=== Stored items from a collection ===
··········

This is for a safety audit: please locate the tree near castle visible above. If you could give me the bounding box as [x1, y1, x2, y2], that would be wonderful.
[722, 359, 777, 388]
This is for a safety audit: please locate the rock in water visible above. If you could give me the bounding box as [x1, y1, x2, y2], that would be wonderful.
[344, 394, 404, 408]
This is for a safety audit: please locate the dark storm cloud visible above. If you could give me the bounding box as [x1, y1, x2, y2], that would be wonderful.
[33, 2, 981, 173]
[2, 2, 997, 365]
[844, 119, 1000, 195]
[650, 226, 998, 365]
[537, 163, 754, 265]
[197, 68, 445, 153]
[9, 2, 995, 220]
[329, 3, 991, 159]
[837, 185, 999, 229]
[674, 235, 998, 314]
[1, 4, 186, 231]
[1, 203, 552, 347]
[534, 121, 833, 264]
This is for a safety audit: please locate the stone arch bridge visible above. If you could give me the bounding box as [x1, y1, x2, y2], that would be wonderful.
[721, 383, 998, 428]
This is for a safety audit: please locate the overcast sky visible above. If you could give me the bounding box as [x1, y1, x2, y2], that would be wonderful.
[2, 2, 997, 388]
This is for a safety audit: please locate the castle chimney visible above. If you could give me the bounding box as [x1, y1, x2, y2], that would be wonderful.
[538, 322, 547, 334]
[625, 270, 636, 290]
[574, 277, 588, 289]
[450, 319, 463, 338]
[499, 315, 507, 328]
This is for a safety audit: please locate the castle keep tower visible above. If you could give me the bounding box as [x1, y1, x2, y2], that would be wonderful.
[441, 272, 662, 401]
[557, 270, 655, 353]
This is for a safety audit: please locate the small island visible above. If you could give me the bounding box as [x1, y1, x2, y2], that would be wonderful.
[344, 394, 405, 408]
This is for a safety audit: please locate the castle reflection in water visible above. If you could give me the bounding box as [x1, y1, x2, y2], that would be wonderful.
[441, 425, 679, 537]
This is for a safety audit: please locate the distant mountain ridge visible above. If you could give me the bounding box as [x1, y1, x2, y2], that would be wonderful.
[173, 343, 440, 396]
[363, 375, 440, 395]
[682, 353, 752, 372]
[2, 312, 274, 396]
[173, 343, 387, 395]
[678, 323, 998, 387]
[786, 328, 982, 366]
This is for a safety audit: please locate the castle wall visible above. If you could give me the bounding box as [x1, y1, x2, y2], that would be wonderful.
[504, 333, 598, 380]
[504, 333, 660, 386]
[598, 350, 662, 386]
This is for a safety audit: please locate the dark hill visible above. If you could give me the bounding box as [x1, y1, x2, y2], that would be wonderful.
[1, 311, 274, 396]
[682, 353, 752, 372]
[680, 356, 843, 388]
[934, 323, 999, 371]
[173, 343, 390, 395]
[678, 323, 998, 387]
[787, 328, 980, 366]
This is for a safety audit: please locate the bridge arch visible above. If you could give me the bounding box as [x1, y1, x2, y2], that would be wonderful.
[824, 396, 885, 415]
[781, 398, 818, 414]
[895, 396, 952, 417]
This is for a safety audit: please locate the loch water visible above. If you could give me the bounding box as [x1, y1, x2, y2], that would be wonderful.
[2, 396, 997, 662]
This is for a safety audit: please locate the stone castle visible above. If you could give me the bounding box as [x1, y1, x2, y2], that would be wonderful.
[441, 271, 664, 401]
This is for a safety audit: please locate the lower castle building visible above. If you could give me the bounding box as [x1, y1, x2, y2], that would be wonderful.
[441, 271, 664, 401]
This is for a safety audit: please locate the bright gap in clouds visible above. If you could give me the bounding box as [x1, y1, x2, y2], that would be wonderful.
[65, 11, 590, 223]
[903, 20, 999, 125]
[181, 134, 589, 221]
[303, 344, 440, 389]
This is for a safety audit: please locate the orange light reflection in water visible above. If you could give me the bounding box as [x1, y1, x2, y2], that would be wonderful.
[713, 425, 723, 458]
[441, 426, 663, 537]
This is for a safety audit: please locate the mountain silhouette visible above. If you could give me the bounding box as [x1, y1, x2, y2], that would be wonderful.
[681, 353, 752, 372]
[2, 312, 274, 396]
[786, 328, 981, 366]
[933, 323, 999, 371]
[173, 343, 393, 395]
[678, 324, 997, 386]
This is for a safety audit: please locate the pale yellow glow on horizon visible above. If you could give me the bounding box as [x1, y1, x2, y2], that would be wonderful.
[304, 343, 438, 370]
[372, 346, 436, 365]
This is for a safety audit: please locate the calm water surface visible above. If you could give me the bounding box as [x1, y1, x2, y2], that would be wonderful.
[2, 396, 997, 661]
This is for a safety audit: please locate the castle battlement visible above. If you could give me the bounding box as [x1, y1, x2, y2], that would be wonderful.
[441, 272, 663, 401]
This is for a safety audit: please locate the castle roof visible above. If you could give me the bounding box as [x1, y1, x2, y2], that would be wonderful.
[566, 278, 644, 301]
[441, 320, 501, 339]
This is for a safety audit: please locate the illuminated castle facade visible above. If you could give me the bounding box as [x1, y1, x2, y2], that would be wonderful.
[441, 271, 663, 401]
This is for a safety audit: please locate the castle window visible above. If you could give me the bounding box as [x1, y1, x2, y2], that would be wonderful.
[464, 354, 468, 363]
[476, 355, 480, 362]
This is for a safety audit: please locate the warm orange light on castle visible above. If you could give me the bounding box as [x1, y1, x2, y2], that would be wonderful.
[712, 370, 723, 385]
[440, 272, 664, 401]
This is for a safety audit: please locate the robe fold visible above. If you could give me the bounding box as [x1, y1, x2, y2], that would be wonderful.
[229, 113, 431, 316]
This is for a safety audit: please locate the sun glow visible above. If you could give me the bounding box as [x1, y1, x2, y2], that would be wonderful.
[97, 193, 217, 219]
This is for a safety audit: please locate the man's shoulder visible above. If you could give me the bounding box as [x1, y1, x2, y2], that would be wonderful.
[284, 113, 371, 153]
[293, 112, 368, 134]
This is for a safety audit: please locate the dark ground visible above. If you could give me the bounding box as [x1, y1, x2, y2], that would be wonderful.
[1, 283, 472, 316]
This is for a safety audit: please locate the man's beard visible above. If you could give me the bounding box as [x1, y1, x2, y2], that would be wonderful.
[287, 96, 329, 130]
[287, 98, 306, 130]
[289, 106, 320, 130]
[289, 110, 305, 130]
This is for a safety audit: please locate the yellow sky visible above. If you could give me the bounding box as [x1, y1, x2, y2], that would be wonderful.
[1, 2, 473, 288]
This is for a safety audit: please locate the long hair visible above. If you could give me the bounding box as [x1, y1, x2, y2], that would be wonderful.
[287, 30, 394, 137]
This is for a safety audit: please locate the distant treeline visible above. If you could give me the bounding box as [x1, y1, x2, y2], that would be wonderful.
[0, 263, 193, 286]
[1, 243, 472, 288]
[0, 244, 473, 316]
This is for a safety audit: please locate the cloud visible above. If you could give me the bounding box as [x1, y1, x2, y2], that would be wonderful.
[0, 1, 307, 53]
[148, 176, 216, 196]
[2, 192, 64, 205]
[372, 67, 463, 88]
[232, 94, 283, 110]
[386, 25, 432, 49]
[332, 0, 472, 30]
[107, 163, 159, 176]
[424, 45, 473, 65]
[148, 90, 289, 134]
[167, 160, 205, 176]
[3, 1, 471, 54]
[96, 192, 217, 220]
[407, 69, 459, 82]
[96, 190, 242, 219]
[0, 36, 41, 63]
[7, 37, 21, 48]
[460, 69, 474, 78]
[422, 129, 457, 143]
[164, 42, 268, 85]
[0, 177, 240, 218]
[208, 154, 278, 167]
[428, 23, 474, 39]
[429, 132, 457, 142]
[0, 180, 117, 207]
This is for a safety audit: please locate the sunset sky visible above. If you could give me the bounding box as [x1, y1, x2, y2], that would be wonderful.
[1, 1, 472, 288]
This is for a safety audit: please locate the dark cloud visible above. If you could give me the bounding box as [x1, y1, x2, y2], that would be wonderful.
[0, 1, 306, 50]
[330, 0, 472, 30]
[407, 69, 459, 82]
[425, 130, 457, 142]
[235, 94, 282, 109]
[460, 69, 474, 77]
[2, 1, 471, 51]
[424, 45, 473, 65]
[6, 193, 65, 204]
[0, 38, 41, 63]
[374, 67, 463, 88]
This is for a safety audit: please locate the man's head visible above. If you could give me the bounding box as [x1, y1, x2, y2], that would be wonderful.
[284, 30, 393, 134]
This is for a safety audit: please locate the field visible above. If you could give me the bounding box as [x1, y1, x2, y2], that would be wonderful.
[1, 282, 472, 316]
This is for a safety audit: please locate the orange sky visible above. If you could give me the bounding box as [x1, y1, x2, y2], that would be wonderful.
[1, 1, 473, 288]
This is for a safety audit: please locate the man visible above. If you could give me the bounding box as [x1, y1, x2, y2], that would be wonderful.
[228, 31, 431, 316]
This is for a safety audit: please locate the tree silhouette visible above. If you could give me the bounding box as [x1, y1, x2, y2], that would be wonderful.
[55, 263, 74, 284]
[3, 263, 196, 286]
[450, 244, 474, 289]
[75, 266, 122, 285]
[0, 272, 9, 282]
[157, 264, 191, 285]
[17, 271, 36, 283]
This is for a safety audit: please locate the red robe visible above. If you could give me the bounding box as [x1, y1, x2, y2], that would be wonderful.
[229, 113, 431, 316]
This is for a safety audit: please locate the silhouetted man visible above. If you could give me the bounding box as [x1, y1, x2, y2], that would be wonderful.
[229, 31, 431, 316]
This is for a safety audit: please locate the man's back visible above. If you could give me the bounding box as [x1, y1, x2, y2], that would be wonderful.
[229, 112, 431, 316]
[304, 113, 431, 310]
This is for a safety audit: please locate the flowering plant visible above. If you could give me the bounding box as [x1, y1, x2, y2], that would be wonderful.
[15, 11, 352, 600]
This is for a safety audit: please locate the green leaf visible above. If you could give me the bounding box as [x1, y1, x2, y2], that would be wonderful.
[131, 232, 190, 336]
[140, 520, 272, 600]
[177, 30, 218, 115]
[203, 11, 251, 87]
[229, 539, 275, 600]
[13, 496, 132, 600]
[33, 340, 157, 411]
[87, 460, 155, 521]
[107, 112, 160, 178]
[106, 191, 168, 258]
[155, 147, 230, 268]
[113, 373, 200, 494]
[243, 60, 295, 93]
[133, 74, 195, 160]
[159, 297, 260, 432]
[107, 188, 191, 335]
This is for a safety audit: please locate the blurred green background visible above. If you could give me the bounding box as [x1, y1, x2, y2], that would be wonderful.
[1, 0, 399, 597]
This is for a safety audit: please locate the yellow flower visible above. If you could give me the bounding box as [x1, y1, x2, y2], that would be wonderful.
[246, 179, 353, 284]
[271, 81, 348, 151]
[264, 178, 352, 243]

··········

=== What to work on ===
Nothing but the lines from the one with "This is for a safety audit: please locate the orange sky" through the final line of the records above should appear, each copied exactly.

=== Answer section ===
This is for a safety audit: please locate the orange sky visible above. If you could give me the bounding box as [x1, y1, x2, y2], that would be wonderful.
[1, 1, 473, 288]
This is for a safety audit: please locate the man visible above. If you could give me the bounding box as [x1, y1, x2, y2], that would be wonderful.
[228, 31, 431, 316]
This is for a safety audit: please locate the tree silhouette visible above. If you could give me the bounding box as [x1, y1, x2, y2], that would be wonderful.
[55, 263, 74, 284]
[3, 263, 196, 286]
[450, 244, 474, 289]
[75, 266, 122, 285]
[0, 272, 9, 282]
[157, 264, 191, 285]
[17, 271, 36, 283]
This is for a safety audit: please locate the red robe visible above. If you could give me the bounding box as [x1, y1, x2, y2], that would be wonderful.
[229, 113, 431, 316]
This is for a safety audit: please locate the silhouetted man visible above. If you could give me the bounding box as [x1, y1, x2, y2], that would be wonderful.
[229, 31, 431, 316]
This is for a safety audit: please locate the man's back visible above. If you could give me the bounding box as [x1, y1, x2, y2], that would be wonderful.
[229, 112, 431, 316]
[304, 113, 431, 310]
This is for a safety audit: please locate the flowering plant visible above. If you could give me the bounding box as [x1, y1, x2, y2], that would be wonderful.
[15, 11, 352, 600]
This is for a safety audit: please locate the green leaf visible above. If you could give me the bounding box as [x1, y1, x2, y2], that would be wonderful.
[131, 232, 190, 336]
[140, 520, 272, 600]
[177, 30, 218, 115]
[203, 11, 251, 87]
[229, 539, 275, 600]
[13, 496, 132, 600]
[33, 340, 157, 411]
[87, 460, 155, 521]
[107, 112, 160, 178]
[106, 191, 168, 258]
[155, 147, 230, 268]
[113, 373, 200, 494]
[243, 60, 295, 93]
[133, 74, 195, 160]
[159, 297, 260, 432]
[107, 188, 191, 335]
This is for a safety audit: please locate the blurred green background visible above. If you could give me the bounding box as [x1, y1, x2, y2], that would be wonderful.
[1, 0, 399, 597]
This is for a safety audit: please locate the yellow flower visible above. If you could give me the bounding box as [x1, y1, x2, y2], that would be wonderful.
[246, 179, 353, 284]
[271, 81, 348, 151]
[264, 178, 352, 243]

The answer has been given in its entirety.